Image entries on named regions
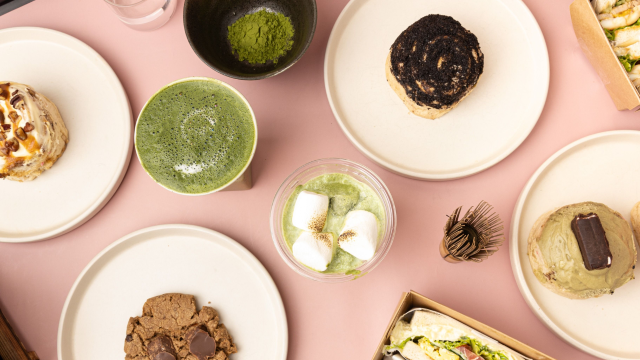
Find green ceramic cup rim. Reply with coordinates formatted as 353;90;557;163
133;76;258;196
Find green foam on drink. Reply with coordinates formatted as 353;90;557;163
136;79;256;194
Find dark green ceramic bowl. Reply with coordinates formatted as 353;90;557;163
184;0;317;80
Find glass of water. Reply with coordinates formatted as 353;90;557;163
104;0;178;31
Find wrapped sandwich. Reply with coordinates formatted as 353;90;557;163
384;309;523;360
592;0;640;88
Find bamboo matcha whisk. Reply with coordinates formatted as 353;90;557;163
440;201;504;263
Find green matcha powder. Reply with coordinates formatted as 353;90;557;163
228;10;294;64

# Exercise instructions
Put every line of the listing, from the one containing "Find wrapped sandwich." through the last line, both included, into a JSON list of strings with one string per line.

# Solution
[
  "Find wrapped sandwich. Reply with coordinates formatted as 353;90;557;163",
  "384;309;523;360",
  "592;0;640;88",
  "Find bamboo matcha whisk. Reply with coordinates formatted as 353;90;557;163",
  "440;201;504;263",
  "Find green matcha powder. Reply with coordinates formatted as 353;90;557;163",
  "228;10;294;64"
]